> _TEXT_
Commission Result: ⬜ PASS / ⬜ FAIL Notes: (findings)

S4 — Generator auditor detects enum drift

Trigger: pgEnum in schema has 3 values; TypeScript union in generated types has 5 values

Checklist:

auditGenerator(input) returns ≥1 finding with evidence.pgEnumCount: 3
evidence.tsUnionCount: 5 present in the finding
evidence.enumName names the specific enum that drifted
Mismatch does not produce empty findings[]

Forbidden: Mismatch exists but auditor returns empty findings[].

Evidence: unit — drmg/__tests__/story-s4-generator.spec.ts

Commission Result: ⬜ PASS / ⬜ FAIL Notes: (findings)

S5 — Virtue auditor proves the loop is improving

Trigger: 3 prior audit result records exist in DB with increasing generator tier catches across runs 1→2→3

Checklist:

auditVirtue(runs) returns finding where evidence.trend: "improving"
evidence.periods contains data from all 3 runs
Auditor with 0 or 1 run in DB produces no non-empty finding — requires ≥3 runs
Flat or declining trend does not return "improving"

Forbidden: Virtue auditor runs with 0 or 1 run and returns a non-empty finding.

Evidence: integration — drmg/__tests__/story-s5-virtue.spec.ts

Commission Result: ⬜ PASS / ⬜ FAIL Notes: (findings)

Build Contract

Success Test = the test in the Story Contract that goes GREEN when this row is done. Safety Test = what must NOT happen.

> _DATA FOR ANALYSIS_
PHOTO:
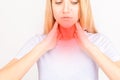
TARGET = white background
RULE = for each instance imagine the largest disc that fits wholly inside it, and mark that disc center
(22, 19)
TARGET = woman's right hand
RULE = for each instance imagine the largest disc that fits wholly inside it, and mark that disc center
(52, 37)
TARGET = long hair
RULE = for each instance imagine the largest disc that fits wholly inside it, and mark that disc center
(85, 16)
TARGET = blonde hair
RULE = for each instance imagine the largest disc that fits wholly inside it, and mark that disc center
(85, 16)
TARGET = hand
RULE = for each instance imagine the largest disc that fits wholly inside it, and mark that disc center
(81, 37)
(52, 37)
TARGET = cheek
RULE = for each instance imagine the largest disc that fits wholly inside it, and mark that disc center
(56, 13)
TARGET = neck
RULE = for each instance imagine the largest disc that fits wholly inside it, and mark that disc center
(67, 33)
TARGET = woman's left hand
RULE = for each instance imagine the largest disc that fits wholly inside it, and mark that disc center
(81, 37)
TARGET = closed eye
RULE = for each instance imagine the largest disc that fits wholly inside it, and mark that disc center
(58, 2)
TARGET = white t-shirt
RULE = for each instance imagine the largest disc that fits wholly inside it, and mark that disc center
(67, 61)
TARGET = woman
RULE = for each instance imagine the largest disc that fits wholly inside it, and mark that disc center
(70, 49)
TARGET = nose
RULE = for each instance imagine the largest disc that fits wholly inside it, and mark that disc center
(66, 8)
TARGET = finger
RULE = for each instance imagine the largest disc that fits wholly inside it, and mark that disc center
(78, 27)
(55, 26)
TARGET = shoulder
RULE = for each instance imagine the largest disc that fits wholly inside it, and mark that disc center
(98, 38)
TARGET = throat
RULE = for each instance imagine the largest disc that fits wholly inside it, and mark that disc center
(67, 33)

> _DIRECTIONS FOR THIS TASK_
In the audit checklist text, copy everything from "Forbidden: Virtue auditor" up to and including "must NOT happen.", word for word. Work only from the text.

> _TASK RESULT_
Forbidden: Virtue auditor runs with 0 or 1 run and returns a non-empty finding.

Evidence: integration — drmg/__tests__/story-s5-virtue.spec.ts

Commission Result: ⬜ PASS / ⬜ FAIL Notes: (findings)

Build Contract

Success Test = the test in the Story Contract that goes GREEN when this row is done. Safety Test = what must NOT happen.